Grégoire Vigneron raconte comment il a écrit le scénario avec Laurent Tirard : " Nous parlons énormément ensemble. Nous faisons des fiches, une par scène, que nous accrochons au mur, ce qui nous donne une vision concrète du film. Manipuler ces fiches nous permet une approche dynamique de l'histoire et constitue déjà une forme de montage. C'est un processus assez âpre, mais qui permet d'obtenir une structure solide. En dernier lieu, nous rédigeons les dialogues. Écrire un film pour moi-même est plus compliqué car je suis assez indécis. Laurent est très conceptuel et, lorsque nous écrivons pour lui, tout notre travail consiste à ramener de la matière humaine, en creusant le sujet. Pour avoir travaillé avec d'autres, nous nous rendons compte qu'il existe quelque chose de très précieux entre nous : nous sommes complémentaires. Sans clairement savoir sur quel terrain cela se joue, nous avons toujours tendance à dire que Laurent est synthétique et que je suis analytique. "
Ce qui intéressait Laurent Tirard et Grégoire Vigneron dans ce personnage avait trait à la morale. " Nous avons tous besoin de justice, explique le cinéaste. Nous voudrions que l'effort soit récompensé, qu'à un comportement donné corresponde une réponse adéquate, que les choses finissent bien pour les bons. Hors, dans la vraie vie, les choses ne se passent pas ainsi (...) C'est un film sur le scrupule, le remords, le doute et la confiance en soi. Est-ce que je mérite ce qui m'est donné ? C'est effectivement au moment où Etienne va réussir que le remords devient le plus douloureux. Et c'est à ce moment qu'il retrouve Patrick, une sorte de double pulsionnel, déchaîné, qui refuse tout compromis. Patrick passe à l'acte tout le temps. La rencontre avec lui bouscule Etienne, le fait passer à l'acte pour essayer de réparer ce qui le gêne, au risque de tout perdre... "
Comme l'explique Grégoire Vigneron, Sans laisser de traces est construit comme une démonstration mathématique. " Dans l'équation de la réussite donnée au départ par la voix off, il est question de travail et de talent, mais aussi de chance, raconte le cinéaste. La chance est un élément que l'on ne maîtrise pas, comme le hasard ou la coïncidence, et c'est insupportable pour les êtres humains. C'est ce que le film raconte. Mais est-ce une démonstration ? En tout cas, c'est un enchaînement implacable. Chaque scène est irréversible. Ce film est basé sur la tension entre les gens. L'histoire crée un problème majeur et on n'élude pas le conflit. Le film est construit sur un certain nombre de face-à-face dont quelque chose doit sortir, et c'est ainsi que l'on avance. La pression qui s'accentue sur le personnage principal est la forme que nous avons trouvée pour valoriser tout le potentiel d'un sujet sur la conscience. "

_Énoncé du problème_: Selon le texte, par quelle étape Grégoire Vigneron et Laurent Tirard terminent-ils l'écriture du scénario ?

Entrées d'un jeu de données de pointage:
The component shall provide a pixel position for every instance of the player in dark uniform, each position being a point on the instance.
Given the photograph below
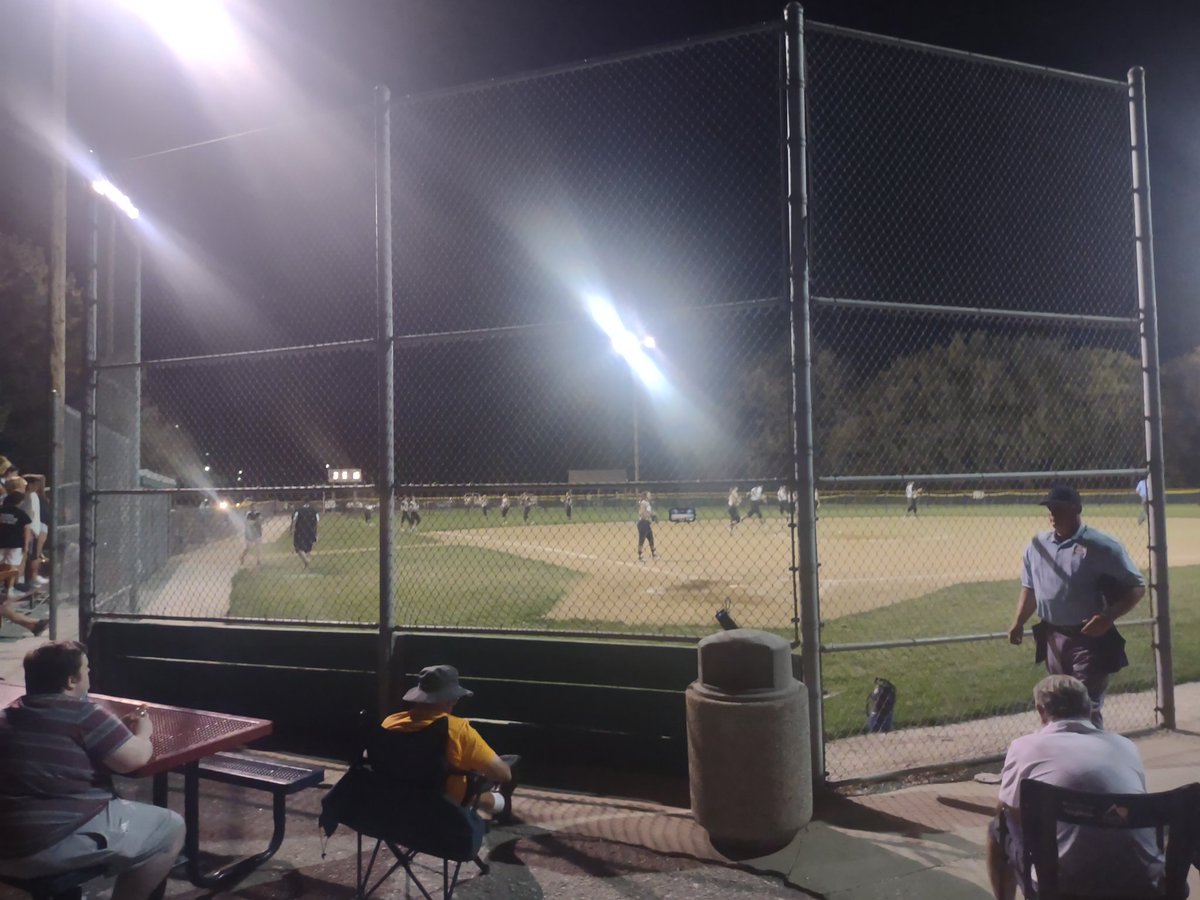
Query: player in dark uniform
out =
(253, 537)
(305, 522)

_Réponse apportée_: Ils rédigent les dialogues en dernier lieu.